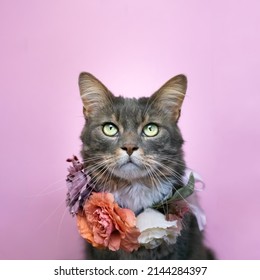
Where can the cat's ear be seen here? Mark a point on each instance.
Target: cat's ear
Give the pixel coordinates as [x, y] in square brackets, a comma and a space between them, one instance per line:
[170, 96]
[94, 94]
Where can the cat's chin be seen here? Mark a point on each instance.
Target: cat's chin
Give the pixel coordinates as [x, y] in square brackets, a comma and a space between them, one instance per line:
[130, 171]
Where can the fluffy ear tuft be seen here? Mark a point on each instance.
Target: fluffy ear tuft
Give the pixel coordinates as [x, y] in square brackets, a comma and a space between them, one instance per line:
[170, 96]
[93, 93]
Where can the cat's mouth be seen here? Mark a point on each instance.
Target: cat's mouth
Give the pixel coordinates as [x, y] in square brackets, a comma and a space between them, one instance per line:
[129, 169]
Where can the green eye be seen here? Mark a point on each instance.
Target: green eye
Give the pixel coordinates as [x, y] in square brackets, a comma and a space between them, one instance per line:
[110, 129]
[151, 130]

— Challenge —
Copy all of the items above word for word, leaving out the picture.

— Exercise output —
Where can the cat's ear be seen here? Mark a point on each instance.
Target: cat's ear
Give the pixel coordinates as [x, y] in square brackets, a comma and a space between them, one instance per line:
[170, 96]
[94, 94]
Where can the cat's chin be seen here? Mark a point on each instance.
Target: cat's chin
Give the pixel coordinates as [x, y] in square brackets, a comma and a space between them, one instance per line:
[130, 171]
Where can the fluffy ear tuft be seen here? Mark a point on each instance.
Target: fluffy ear tuft
Give the pixel coordinates as [x, y] in square brackets, a comma and a space between them, one instance per line:
[170, 96]
[93, 93]
Where can the cat's mouth be seen here? Mark a point on each instance.
Target: cat's mouth
Give the pixel coordinates as [x, y] in square brackets, a comma and a space between them, one instance per line:
[129, 169]
Where can the green eye be seen here? Mark a point on each instance.
Target: green eye
Give the pixel coordinates as [x, y] in square brackets, a comma and a space between them, one instance per line:
[110, 129]
[151, 130]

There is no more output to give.